§ Dataset rows showing where objects appear:
◇ ◇ ◇ ◇ ◇ ◇ ◇

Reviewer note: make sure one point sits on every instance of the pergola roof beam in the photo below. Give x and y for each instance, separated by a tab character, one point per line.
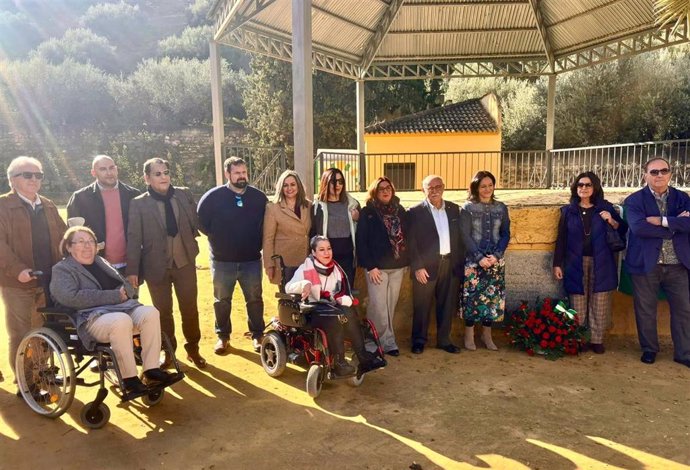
548	50
382	28
342	18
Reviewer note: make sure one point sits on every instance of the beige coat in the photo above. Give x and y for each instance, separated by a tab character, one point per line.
286	235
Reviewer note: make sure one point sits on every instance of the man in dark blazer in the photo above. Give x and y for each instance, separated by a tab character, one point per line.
162	249
659	256
104	205
437	256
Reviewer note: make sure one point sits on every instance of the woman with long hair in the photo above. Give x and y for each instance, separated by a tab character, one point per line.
287	222
583	259
335	216
382	252
485	227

◇ ◇ ◇ ◇ ◇ ◇ ◇

§ WHAT TO WORK ON:
Output, unchanged, the lines of the data from the one containing "of the woman" through the end of the data, including both ends, and nothing else.

§ RESPONSE FOR THIS EXERCISE:
Reviewer note: make sure one point sits on every instance of the woman with long hair in the photo above. Give x and y for each instance, separated by a tab character, one point per line.
287	222
583	259
335	216
382	252
485	227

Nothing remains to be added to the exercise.